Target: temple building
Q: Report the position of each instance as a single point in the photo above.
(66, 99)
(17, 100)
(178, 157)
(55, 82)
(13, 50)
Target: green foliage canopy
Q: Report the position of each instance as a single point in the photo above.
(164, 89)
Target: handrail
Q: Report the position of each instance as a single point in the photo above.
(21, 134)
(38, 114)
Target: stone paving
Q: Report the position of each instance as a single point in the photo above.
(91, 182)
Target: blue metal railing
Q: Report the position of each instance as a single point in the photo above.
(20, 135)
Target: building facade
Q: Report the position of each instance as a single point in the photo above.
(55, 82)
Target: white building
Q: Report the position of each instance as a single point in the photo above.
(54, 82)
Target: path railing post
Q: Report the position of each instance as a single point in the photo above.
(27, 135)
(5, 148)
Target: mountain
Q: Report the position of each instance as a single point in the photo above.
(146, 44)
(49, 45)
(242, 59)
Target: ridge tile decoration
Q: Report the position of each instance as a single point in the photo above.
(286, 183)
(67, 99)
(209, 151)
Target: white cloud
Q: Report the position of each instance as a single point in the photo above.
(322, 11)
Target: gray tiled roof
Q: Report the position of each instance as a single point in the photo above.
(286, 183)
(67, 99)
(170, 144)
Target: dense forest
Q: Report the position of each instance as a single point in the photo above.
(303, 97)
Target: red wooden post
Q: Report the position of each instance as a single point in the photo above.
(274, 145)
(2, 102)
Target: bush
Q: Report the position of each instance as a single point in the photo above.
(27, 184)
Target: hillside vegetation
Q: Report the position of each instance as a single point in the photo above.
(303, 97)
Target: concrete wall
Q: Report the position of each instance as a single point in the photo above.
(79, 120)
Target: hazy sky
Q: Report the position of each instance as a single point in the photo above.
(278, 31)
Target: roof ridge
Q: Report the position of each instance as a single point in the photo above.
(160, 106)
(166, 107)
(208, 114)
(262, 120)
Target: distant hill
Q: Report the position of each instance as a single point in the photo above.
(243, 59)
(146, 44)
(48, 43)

* [The task]:
Copy out every line of the records above, unchanged.

* [Answer to the exercise]:
Target: temple building
Q: Report the position of each instance as a single point in the photo above.
(66, 99)
(17, 100)
(178, 157)
(55, 82)
(13, 50)
Target: green foliage canopy
Q: Report the position of each instance as a single point in the photo above.
(164, 89)
Target: handrail
Q: Report the position of each instance as a single point in the photo above.
(21, 134)
(38, 114)
Target: stone paving
Q: Report the position of each instance as a single point in the photo above.
(91, 182)
Target: blue metal railing
Q: Report the position of each instance as a single point in the photo above.
(20, 135)
Target: building facade
Q: Report the position of each instance as a single point in the photo above.
(55, 82)
Target: white building
Q: Report the position of each instance as a single point in the photo above.
(54, 82)
Target: path railing post
Q: Report the position of each instance as a single point in the photo above.
(27, 135)
(5, 148)
Target: mountain
Q: Report the position of each instance as a single point in the photo above.
(146, 44)
(49, 45)
(242, 59)
Target: ridge tile decoration
Q: Report the position of each instance as a single point in the photo above.
(286, 183)
(67, 99)
(209, 151)
Target: white cloud
Q: Report the position of each instance as a single point in the photo above.
(322, 11)
Target: gray tiled roof
Q: Report the position of each instance as a single point in the photo above.
(286, 183)
(67, 99)
(170, 144)
Target: dense forest
Q: Report the position of each instance as a single point in the photo above.
(303, 97)
Target: red wooden post
Q: Report the position of each instance as a single point in the photo above.
(274, 145)
(2, 102)
Target: bush
Q: Report the position of each instance as a single point in the photo above.
(27, 184)
Target: hillside vegetation
Q: Report the position of each instance as a single point in the photo above.
(303, 97)
Target: concrete wall
Q: Report the position of each instance as a single point in the photo above.
(79, 120)
Target: hazy sky
Q: Report the position of each instance as a single point in the photo above.
(278, 31)
Target: roof ridge
Q: Report the position of each instance as a single point in the photo above.
(160, 106)
(166, 107)
(208, 114)
(262, 120)
Target: distant hill
Q: Report the position of each instance as a single point in the photo above.
(243, 59)
(146, 44)
(48, 43)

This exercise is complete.